**给定文本:**
* * *
QUESTION:

A decimal number is called deci-binary if each of its digits is either 0 or 1 without any leading zeros. For example, 101 and 1100 are deci-binary, while 112 and 3001 are not.

Given a string n that represents a positive decimal integer, return the minimum number of positive deci-binary numbers needed so that they sum up to n.

Example 1:

Input: n = "32"
Output: 3
Explanation: 10 + 11 + 11 = 32

Example 2:

Input: n = "82734"
Output: 8

Example 3:

Input: n = "27346209830709182346"
Output: 9

Constraints:

1 <= n.length <= 105
n consists of only digits.
n does not contain any leading zeros and represents a positive integer.

EXPLANATION:

这道题目也比较简单, 只要找到了规律就很简单了. 规律就是,因为所有的只可能是0或者1, 那么数字只能由1组成, 那么字符串中最大的数字,就是需要的个数. 就像杯子接水一样.
* * *
**提供的数据:**
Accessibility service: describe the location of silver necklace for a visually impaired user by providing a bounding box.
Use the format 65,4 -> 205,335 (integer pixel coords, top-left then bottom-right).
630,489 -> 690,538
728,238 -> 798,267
* * *
**任务说明:** 请从最后一句之后接着写这篇关于"最少几个十-二进制数相加"的题解。

**任务作答:**
那其实就很简单了,但是代码还是有区别的, 上面是我写的用的lambda表达式的方式来计算最大值,但是完全可以直接用本身的api来获取.

1. 首先创建流式操作,获取到max的值
2. 将max的值转换成int值,也就是对应字符的ascii值
3. 将这个值减去’0’的值,就可以获取到对应的值了.

SOLUTION:

class Solution {
    fun minPartitions(n: String): Int {
        var result = 0
        n.toCharArray().forEach { c ->
            result = Math.max(result,Integer.parseInt(c.toString()))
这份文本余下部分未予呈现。